• Excerpt to read:
══════

Tuesday, August 26, 2008

Will the real Olympics please stand up?

I am sure I speak as one for the many travellers around China. Thank God this farcical Olympics is over! Getting around the People’s Republic during this period has been a right royal pain in the bum.
I watched the closing ceremony in Xining, Qinghai province with great relief. After seven years of propaganda the five-ring circus was nearly over. The pundits who continually referred to the whole Olympiad as China’s ‘coming out’ ceremony had, in my opinion, been totally wrong. This was an event aimed at an internal audience, something to rally around and boost the image of the ruling party. The tub-thumping nationalism that had characterized these Chinese games had proved a huge turn off for me. That said, I admit there were rare stirrings of national pride as the ceremony wound down to the handover to London.
The British part of the ceremony did not start strongly though. A typically unkempt Boris Johnson guffawed his way up the red carpet, mock saluting as he passed each stunning dolly bird lining the route. The Olympic flag that marked the transition from east to west – Beijing to London – struggled to unfurl.
Then came the staged London show, starting off with that dreadful London Olympic logo. How anyone could be paid for this incomprehensible, ugly signage I will never know. Since someone pointed out to me some months back that it looks like Maggie Simpson giving Homer a blowjob (go on, scroll back up to check, if you dare!) I’ve never been able to see it as anything but a seriously fucked up episode of everyone's favourite yellow, four fingered cartoon characters.

══════

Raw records

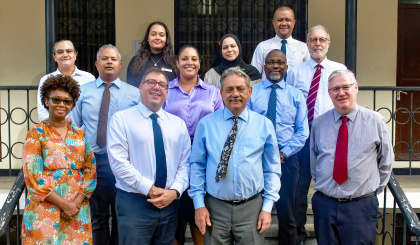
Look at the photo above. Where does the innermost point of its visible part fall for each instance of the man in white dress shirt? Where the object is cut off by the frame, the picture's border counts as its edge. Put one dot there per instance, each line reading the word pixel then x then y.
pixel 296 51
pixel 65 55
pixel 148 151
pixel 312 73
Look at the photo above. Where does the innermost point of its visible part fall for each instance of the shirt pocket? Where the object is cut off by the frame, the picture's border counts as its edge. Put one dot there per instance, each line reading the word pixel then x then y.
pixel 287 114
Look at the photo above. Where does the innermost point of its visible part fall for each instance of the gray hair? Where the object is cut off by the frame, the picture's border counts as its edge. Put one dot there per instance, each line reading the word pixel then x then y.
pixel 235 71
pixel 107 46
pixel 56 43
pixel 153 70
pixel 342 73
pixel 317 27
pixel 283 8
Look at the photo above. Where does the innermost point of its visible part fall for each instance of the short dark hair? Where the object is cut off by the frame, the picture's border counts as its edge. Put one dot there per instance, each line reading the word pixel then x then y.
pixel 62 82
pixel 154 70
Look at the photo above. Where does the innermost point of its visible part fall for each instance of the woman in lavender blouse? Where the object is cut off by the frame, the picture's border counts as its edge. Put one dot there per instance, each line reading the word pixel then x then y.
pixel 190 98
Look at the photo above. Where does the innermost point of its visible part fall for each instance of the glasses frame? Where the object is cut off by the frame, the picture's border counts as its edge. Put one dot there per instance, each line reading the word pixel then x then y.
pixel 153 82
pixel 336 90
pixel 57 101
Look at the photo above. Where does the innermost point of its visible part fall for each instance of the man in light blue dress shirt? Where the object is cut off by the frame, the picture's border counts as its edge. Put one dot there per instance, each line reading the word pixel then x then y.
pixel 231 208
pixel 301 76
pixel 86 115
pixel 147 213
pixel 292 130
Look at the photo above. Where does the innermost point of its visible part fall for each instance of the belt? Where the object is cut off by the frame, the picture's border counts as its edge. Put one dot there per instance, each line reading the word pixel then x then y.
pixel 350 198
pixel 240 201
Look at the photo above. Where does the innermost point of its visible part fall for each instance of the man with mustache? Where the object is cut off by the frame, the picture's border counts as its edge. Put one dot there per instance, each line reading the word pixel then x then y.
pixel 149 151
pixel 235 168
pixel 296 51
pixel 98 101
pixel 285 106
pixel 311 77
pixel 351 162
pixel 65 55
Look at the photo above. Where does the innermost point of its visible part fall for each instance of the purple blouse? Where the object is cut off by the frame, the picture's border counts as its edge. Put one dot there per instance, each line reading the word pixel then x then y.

══════

• Tasks:
1. Repeat the stretch of the Olympics post from "The British part" through "struggled to unfurl.", with "red carpet" replaced by "blue carpet".
2. Can you render the stretch of the listing from the line containing "of the short" through the line containing "pixel 154 70" as a Markdown table with the columns Row and Line, leaving out blank lines?

• Solutions for each task:
1.
The British part of the ceremony did not start strongly though. A typically unkempt Boris Johnson guffawed his way up the blue carpet, mock saluting as he passed each stunning dolly bird lining the route. The Olympic flag that marked the transition from east to west – Beijing to London – struggled to unfurl.

2.
| Row | Line |
|---|---|
| 1 | Look at the photo above. Where does the innermost point of its visible part fall for each instance of the short dark hair? Where the object is cut off by the frame, the picture's border counts as its edge. Put one dot there per instance, each line reading the word pixel then x then y. |
| 2 | pixel 62 82 |
| 3 | pixel 154 70 |